WHAT TO PRODUCE: Report how many lines below include "provided", giving the figure alone.

Segment Start: DATA LISTING

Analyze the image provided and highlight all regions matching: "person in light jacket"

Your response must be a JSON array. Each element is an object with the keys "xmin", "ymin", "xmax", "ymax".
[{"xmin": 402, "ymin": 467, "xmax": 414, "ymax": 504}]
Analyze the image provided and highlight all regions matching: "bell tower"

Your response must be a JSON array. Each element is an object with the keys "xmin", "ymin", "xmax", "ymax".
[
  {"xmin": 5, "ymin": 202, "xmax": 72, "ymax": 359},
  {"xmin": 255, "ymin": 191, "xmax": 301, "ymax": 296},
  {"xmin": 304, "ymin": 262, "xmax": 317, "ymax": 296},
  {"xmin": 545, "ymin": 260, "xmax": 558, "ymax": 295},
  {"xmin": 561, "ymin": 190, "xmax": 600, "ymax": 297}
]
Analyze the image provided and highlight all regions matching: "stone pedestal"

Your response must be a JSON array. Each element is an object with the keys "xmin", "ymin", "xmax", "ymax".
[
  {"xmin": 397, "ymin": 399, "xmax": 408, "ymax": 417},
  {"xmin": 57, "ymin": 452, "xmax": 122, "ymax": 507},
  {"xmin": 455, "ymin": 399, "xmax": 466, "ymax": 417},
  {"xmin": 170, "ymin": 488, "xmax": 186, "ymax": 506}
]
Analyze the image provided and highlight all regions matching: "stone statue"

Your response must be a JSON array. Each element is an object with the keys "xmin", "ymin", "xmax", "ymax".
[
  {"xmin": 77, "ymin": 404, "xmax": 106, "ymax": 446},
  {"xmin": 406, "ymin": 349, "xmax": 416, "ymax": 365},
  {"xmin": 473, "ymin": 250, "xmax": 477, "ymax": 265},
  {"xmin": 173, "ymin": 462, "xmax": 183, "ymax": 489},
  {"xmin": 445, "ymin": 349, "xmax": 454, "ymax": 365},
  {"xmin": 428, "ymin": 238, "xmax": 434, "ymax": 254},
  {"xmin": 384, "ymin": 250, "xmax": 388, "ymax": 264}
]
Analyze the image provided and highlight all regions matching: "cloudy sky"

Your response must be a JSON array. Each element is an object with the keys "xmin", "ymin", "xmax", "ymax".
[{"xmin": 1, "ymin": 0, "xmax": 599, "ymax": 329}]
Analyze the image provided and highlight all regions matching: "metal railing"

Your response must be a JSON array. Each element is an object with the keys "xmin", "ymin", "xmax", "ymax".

Segment End: DATA LISTING

RESULT: 6